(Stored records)
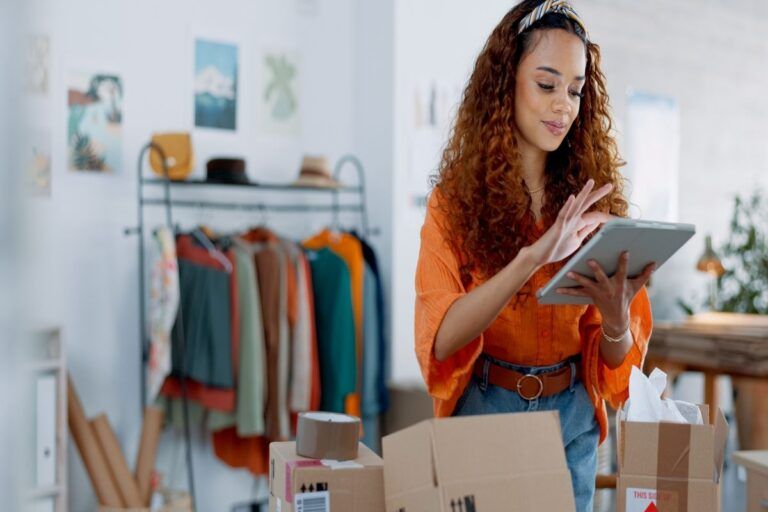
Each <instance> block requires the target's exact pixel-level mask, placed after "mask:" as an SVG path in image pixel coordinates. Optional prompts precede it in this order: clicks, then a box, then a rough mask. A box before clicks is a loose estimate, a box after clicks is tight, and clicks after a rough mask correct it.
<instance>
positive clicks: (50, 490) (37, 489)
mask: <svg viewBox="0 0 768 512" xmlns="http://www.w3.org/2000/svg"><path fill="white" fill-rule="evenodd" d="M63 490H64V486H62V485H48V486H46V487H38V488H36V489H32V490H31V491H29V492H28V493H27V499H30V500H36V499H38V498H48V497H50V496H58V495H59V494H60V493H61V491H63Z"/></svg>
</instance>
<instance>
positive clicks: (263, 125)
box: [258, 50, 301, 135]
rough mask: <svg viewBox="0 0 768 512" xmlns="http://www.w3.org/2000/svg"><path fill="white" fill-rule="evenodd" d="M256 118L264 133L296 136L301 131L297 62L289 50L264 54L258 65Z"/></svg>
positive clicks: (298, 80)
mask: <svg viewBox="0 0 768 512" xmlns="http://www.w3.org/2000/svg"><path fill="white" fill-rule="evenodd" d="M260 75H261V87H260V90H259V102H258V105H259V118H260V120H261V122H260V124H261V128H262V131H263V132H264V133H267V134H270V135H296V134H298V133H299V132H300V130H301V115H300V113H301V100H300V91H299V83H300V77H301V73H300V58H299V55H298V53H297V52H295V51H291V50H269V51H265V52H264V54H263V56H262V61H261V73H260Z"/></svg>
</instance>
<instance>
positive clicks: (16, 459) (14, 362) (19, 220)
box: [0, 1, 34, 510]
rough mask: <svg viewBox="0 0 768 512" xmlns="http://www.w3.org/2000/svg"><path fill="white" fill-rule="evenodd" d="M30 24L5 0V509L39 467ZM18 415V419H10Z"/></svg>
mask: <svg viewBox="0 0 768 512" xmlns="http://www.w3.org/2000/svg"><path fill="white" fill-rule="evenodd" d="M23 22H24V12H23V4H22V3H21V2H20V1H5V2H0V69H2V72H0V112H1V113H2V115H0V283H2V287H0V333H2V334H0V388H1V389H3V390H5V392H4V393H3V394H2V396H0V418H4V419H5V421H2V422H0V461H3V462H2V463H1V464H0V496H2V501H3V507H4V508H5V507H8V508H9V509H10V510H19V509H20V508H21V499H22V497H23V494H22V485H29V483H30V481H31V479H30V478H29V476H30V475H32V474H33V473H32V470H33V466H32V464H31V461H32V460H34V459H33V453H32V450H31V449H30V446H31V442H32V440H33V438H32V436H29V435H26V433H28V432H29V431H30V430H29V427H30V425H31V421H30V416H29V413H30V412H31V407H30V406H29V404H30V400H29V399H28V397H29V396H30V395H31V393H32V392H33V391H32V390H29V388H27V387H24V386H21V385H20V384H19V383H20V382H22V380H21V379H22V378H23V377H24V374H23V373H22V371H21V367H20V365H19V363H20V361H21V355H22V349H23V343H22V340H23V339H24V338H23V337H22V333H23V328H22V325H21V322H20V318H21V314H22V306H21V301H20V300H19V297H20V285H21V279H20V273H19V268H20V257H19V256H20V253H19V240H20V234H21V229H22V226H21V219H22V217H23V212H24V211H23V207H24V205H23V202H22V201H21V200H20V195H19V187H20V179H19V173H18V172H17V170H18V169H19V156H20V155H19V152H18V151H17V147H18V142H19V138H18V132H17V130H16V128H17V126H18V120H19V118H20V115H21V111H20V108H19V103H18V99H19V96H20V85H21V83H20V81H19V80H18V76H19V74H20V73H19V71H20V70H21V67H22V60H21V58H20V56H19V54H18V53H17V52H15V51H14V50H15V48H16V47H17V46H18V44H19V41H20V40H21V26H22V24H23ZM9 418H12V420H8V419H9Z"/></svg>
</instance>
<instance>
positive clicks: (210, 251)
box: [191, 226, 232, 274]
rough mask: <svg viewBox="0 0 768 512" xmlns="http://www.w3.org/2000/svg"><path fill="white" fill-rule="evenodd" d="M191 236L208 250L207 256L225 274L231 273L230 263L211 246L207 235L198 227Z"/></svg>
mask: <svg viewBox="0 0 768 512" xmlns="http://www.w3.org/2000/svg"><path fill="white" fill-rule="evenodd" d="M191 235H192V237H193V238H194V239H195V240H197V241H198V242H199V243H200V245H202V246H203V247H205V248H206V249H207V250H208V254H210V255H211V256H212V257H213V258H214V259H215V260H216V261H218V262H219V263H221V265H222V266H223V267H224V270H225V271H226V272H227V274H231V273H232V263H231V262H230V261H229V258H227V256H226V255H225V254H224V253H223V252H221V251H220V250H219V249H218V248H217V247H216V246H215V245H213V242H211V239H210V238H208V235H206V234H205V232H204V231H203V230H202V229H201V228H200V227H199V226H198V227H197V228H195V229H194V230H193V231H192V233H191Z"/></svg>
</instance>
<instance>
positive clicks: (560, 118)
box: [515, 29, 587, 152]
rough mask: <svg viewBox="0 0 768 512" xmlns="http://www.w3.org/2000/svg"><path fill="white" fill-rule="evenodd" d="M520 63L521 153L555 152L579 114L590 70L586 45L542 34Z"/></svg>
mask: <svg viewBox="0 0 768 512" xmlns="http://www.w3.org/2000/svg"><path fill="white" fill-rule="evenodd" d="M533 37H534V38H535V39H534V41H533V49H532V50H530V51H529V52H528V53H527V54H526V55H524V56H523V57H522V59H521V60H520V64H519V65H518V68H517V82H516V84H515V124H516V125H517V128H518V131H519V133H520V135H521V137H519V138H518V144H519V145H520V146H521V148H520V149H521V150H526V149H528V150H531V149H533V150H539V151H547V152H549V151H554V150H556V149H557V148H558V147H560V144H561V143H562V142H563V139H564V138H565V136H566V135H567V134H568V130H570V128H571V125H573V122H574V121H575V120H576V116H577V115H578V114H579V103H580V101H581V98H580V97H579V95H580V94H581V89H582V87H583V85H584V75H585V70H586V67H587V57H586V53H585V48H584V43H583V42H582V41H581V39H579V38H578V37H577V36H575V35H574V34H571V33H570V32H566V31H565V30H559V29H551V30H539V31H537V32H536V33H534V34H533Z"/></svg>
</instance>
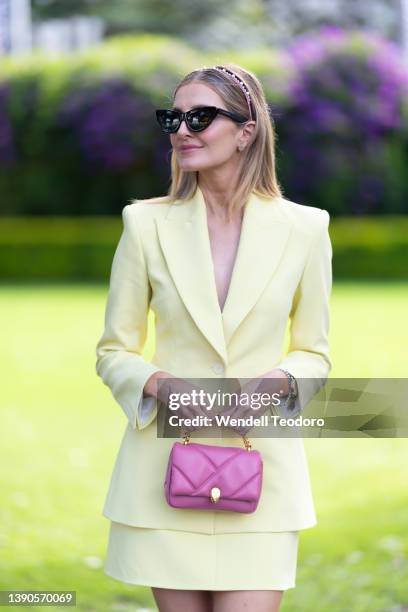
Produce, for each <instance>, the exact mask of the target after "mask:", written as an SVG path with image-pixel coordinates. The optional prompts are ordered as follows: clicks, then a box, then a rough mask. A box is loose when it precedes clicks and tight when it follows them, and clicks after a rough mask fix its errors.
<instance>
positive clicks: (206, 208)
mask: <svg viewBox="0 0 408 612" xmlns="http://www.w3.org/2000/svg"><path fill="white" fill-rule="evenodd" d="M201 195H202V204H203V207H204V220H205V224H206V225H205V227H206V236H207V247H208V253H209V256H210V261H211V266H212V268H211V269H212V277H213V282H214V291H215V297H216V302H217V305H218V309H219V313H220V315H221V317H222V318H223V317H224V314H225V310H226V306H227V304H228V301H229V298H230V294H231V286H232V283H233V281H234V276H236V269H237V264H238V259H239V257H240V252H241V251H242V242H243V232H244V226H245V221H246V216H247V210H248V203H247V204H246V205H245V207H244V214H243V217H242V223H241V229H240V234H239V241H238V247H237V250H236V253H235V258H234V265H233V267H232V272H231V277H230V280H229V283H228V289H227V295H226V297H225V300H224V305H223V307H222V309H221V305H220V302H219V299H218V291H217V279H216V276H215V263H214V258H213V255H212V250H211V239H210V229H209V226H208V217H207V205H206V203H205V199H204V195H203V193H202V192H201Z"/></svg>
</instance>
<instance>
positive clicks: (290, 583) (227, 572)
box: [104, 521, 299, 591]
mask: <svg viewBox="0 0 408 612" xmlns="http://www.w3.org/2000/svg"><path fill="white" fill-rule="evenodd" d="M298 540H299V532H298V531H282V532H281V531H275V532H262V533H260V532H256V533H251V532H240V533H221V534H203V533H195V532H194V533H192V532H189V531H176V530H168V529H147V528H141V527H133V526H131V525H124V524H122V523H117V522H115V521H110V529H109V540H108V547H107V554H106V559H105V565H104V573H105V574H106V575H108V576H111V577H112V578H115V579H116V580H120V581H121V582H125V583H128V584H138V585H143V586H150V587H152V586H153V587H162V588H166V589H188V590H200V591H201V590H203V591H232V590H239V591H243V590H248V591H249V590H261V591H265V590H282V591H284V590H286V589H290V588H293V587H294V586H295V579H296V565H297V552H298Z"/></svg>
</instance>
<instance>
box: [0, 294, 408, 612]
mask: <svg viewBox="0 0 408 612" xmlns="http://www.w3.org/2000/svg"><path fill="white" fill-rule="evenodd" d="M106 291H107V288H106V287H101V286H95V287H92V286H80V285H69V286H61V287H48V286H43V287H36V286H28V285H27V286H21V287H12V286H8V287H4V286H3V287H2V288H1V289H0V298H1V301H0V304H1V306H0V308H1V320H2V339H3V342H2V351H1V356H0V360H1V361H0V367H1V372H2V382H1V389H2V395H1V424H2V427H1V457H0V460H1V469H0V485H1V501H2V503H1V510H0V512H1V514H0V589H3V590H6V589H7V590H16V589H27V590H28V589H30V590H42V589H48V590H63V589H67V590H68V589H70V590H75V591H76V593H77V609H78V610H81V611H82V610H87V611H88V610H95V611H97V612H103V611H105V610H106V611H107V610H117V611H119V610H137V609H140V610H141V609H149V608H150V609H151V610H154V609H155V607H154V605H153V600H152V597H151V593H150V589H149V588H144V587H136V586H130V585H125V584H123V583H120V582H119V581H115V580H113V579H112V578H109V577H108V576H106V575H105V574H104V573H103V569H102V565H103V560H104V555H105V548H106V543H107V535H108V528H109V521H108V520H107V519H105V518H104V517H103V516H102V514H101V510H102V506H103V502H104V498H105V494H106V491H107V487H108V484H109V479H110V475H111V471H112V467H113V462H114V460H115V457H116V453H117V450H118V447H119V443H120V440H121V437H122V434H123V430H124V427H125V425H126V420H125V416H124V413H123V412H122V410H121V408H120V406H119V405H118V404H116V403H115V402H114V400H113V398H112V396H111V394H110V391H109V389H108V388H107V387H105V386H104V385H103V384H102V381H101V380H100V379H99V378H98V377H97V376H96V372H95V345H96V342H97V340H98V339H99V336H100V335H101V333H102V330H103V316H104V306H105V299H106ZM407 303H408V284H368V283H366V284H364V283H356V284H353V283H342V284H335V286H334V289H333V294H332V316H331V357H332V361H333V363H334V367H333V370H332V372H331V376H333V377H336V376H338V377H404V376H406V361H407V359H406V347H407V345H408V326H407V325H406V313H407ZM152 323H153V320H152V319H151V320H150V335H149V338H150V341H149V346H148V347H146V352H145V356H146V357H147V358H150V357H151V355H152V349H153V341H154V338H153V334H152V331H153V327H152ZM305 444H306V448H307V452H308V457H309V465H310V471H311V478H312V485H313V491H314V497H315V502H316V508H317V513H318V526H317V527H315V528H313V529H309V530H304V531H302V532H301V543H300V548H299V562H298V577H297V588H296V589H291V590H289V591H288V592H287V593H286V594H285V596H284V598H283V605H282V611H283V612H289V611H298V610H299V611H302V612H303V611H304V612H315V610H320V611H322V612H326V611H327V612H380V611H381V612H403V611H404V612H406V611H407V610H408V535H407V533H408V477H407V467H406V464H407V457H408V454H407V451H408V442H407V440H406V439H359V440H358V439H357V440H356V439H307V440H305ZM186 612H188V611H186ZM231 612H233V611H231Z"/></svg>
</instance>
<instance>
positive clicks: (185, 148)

JOB: In the records above, starting at the beginning and ending at the line that contains "box: [0, 1, 34, 510]", change every "positive clicks" to "foreground clicks" and keep everything else the same. Leave the pictures out of your answer.

OUTPUT OF THE EXERCISE:
Each <instance> block requires the target's exact pixel-level mask, placed after "mask:" as an SVG path in image pixel coordinates. Optional prompts precede it in this order: clicks, then a box, then a rough mask. A box before clicks is a loose estimate, a box after clicks is tight, and clicks after a rough mask correct it.
<instance>
foreground clicks: (50, 490) (37, 489)
mask: <svg viewBox="0 0 768 512" xmlns="http://www.w3.org/2000/svg"><path fill="white" fill-rule="evenodd" d="M63 490H64V486H62V485H48V486H46V487H38V488H36V489H32V490H31V491H29V492H28V493H27V499H30V500H36V499H38V498H48V497H50V496H58V495H59V494H60V493H61V491H63Z"/></svg>
</instance>
<instance>
foreground clicks: (263, 125)
box: [258, 50, 301, 135]
rough mask: <svg viewBox="0 0 768 512" xmlns="http://www.w3.org/2000/svg"><path fill="white" fill-rule="evenodd" d="M256 118L264 133L296 136L301 131L297 62L289 50L264 54L258 65Z"/></svg>
foreground clicks: (298, 80)
mask: <svg viewBox="0 0 768 512" xmlns="http://www.w3.org/2000/svg"><path fill="white" fill-rule="evenodd" d="M260 75H261V87H260V90H259V102H258V105H259V118H260V120H261V122H260V124H261V128H262V131H263V132H264V133H267V134H270V135H296V134H298V133H299V132H300V130H301V115H300V113H301V100H300V91H299V83H300V77H301V73H300V58H299V55H298V53H297V52H295V51H291V50H269V51H265V52H264V54H263V56H262V61H261V73H260Z"/></svg>
</instance>
<instance>
foreground clicks: (16, 459) (14, 362) (19, 220)
box: [0, 1, 34, 510]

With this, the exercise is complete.